→ Exercise goal
Working from the entries that follow, retype each one without any alteration.

→ Provided entries
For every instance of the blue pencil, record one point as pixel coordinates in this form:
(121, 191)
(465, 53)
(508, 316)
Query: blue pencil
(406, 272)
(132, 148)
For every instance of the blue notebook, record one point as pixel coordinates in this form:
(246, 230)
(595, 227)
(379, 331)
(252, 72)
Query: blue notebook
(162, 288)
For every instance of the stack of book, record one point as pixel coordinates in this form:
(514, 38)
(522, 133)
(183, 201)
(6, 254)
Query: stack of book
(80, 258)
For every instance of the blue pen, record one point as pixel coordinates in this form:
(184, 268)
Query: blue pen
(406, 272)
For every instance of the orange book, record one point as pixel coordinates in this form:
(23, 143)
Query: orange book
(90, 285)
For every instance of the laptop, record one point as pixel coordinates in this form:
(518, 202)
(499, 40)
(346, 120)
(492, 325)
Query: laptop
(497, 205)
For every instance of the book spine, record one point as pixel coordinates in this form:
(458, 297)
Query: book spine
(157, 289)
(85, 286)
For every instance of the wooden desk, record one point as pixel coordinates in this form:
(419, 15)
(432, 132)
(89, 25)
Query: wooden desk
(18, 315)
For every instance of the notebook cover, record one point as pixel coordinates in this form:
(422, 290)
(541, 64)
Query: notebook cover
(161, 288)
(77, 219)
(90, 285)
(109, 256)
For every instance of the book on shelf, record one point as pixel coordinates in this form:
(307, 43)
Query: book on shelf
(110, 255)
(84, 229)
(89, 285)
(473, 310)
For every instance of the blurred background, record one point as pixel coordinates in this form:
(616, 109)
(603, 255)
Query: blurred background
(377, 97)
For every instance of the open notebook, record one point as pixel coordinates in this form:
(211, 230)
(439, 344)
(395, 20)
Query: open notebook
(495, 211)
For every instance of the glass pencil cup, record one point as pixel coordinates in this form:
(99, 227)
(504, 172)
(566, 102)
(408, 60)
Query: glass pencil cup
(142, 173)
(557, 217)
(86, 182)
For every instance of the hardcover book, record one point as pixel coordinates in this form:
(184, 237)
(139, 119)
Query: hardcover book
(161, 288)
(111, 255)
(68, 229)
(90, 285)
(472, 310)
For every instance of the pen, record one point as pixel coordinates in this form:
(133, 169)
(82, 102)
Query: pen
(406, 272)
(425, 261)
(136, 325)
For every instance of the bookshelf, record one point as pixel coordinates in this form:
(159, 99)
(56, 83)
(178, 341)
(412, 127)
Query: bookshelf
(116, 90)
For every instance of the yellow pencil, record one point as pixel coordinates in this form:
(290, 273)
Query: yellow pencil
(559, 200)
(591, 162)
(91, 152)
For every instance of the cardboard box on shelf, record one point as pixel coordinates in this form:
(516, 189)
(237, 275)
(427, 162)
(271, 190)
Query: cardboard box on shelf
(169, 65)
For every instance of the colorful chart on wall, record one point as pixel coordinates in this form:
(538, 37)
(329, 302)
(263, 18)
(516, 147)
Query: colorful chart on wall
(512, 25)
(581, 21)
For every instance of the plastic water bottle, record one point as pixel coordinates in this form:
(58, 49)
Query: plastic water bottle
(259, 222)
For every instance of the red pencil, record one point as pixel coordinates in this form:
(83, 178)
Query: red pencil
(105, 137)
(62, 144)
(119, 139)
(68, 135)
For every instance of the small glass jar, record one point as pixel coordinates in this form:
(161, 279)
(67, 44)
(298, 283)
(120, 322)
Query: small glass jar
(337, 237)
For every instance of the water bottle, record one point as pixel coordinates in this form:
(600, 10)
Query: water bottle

→ Answer for this exercise
For every instance of the blue pencil, record one point as pixel coordinates in this form:
(121, 191)
(465, 53)
(508, 316)
Query: blue pencil
(406, 272)
(132, 148)
For every instance of the blue notebook, record one point as pixel coordinates in this form:
(246, 230)
(595, 227)
(379, 331)
(252, 72)
Query: blue notebook
(162, 288)
For every instance of the stack of book, record one point as pixel coordinates in this form:
(514, 38)
(522, 133)
(183, 201)
(6, 254)
Query: stack of book
(80, 258)
For every instance of the blue pen, record one point as pixel coordinates in this form:
(184, 268)
Query: blue pen
(406, 272)
For every instance of the orange book, record one point as pixel coordinates in this form:
(23, 143)
Query: orange book
(90, 285)
For every instance of the laptop, record one point as pixel coordinates in this form:
(518, 202)
(499, 40)
(346, 120)
(492, 325)
Query: laptop
(497, 205)
For every instance of the book spine, record one point as pixel coordinates in this form:
(458, 297)
Query: book spine
(157, 289)
(85, 286)
For every instance of the wooden desk, record one point as pixel coordinates in this form:
(419, 15)
(432, 132)
(89, 25)
Query: wooden desk
(18, 315)
For every instance of the notebook cover, record one point as pixel coordinates in this form:
(422, 290)
(541, 64)
Query: notebook cover
(161, 288)
(77, 219)
(90, 285)
(109, 256)
For every instance of the book on shelf, record one point as pixel coordinates in this form:
(307, 43)
Query: book on shelf
(110, 255)
(84, 229)
(89, 285)
(473, 310)
For every instance of the blurred background, record one point as pixel coordinates in this form:
(616, 109)
(603, 255)
Query: blurred background
(377, 97)
For every instance of the open notebook, record one point as pixel coordinates in this form:
(211, 230)
(439, 344)
(395, 20)
Query: open notebook
(495, 211)
For every instance of the glass pencil cup, record one point as pixel coordinates in this form:
(99, 227)
(504, 172)
(566, 102)
(408, 60)
Query: glass pencil cup
(142, 173)
(557, 217)
(86, 182)
For every instance of the hardcover book, record one point as pixel coordinates in this form:
(184, 237)
(139, 119)
Query: hardcover book
(161, 288)
(111, 255)
(68, 229)
(90, 285)
(472, 310)
For every instance of the pen, record one point as pixel coordinates in this form:
(133, 169)
(82, 102)
Query: pen
(406, 272)
(425, 261)
(136, 325)
For every instance of the bookshelf, record one point as pixel coordinates in this form:
(159, 99)
(56, 83)
(178, 341)
(412, 127)
Query: bookshelf
(116, 90)
For every instance of the yellow pencil, record one point as pixel coordinates in this form:
(290, 273)
Query: yellow pencil
(559, 200)
(591, 162)
(91, 152)
For every instance of the cardboard box on shelf, record one point as pixel coordinates in this form:
(516, 189)
(237, 275)
(427, 162)
(271, 190)
Query: cardboard box on shelf
(169, 65)
For every instance of the colorful chart on wall, record one point as pixel coordinates in this form:
(538, 37)
(329, 302)
(263, 18)
(516, 147)
Query: colorful chart on wall
(512, 25)
(581, 21)
For every instance of the plastic water bottle, record one point as pixel coordinates in this form:
(58, 49)
Query: plastic water bottle
(259, 222)
For every instance of the red pencil, record one point as pixel coordinates in this form:
(83, 178)
Query: red pencil
(105, 137)
(62, 144)
(119, 139)
(68, 135)
For every instance of the small glass jar, record one point as pixel coordinates in this form:
(161, 279)
(67, 44)
(298, 283)
(120, 322)
Query: small glass jar
(337, 237)
For every instance of the water bottle, record one point as pixel coordinates in this form:
(600, 10)
Query: water bottle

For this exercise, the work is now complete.